### Passage shown
******

Talk to your doctor about the risks and benefits of azathioprine, especially when used in children and young adults.
Take this medication by mouth as directed by your doctor, usually once or twice daily. Take this medication with food to reduce stomach upset.
The dosage is based on your medical condition, weight, and response to treatment. Do not increase your dose or use this drug more often or for longer than prescribed. Your condition will not improve any faster, and your risk of serious side effects will increase.
Use this medication regularly to get the most benefit from it. To help you remember, take it at the same time(s) each day.
For the treatment of arthritis, it may take up to 2 months before your symptoms get better. Tell your doctor if your condition does not get better after 3 months of treatment.
Since this drug can be absorbed through the skin and lungs and may harm an unborn baby, women who are pregnant or who may become pregnant should not handle this medication or breathe the dust from the tablets.
Before taking azathioprine, tell your doctor or pharmacist if you are allergic to it, or to mercaptopurine; or if you have any other allergies. This product may contain inactive ingredients, which can cause allergic reactions or other problems. Before using this medication, tell your doctor or pharmacist your medical history, especially of: kidney disease, liver disease, cancer, certain enzyme disorders (TPMT deficiency, NUDT15 deficiency).
Azathioprine may rarely increase your risk of developing certain types of cancer (such as lymphoma, skin cancer). This risk is higher in people using azathioprine after an organ transplant and in children/young adults being treated for certain bowel diseases (such as Crohn's disease, ulcerative colitis). Keep all medical and lab appointments. Tell your doctor right away if you develop any of the following symptoms: unusual skin changes, change in the appearance/size of moles, unusual growths/lumps, swollen lymph nodes, swollen abdomen, unexplained weight loss, night sweats.
This medication may decrease bone marrow function, an effect that may lead to a low number of blood cells such as red cells, white cells, and platelets. This effect can cause anemia, decrease your body's ability to fight an infection, or cause easy bruising/bleeding. Tell your doctor right away if you develop any of the following symptoms: unusual tiredness, pale skin, signs of infection (such as sore throat that doesn't go away, fever, chills), easy bruising/bleeding.
Nausea or vomiting may occur. Taking this medication after meals may help lessen these effects. Temporary hair loss may also occur. If any of these effects last or get worse, tell your doctor or pharmacist promptly. Tell your doctor right away if you have any serious side effects, including: diarrhea, new or worsening joint/muscle pain.
Get medical help right away if you have any very serious side effects, including: symptoms of liver disease (such as nausea/vomiting that doesn't stop, stomach/abdominal pain, dark urine, yellowing eyes/skin).
Some products that may interact with this drug are febuxostat, past or present use of certain cancer drugs (such as cyclophosphamide, melphalan), other drugs that weaken the immune system/increase the risk of infection (such as rituximab, tofacitinib).
Azathioprine is very similar to mercaptopurine. Do not use medications containing mercaptopurine while using azathioprine.
If you miss a dose, take it as soon as you remember. If it is near the time of the next dose, skip the missed dose. Take your next dose at a regular time. Do not double the dose to catch up.

******

### Data block
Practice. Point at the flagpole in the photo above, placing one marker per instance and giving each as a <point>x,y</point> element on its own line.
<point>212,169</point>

******

### Exercise goal
According to the azathioprine text, how long may it take for arthritis symptoms to improve?

### Response to the exercise
Up to 2 months.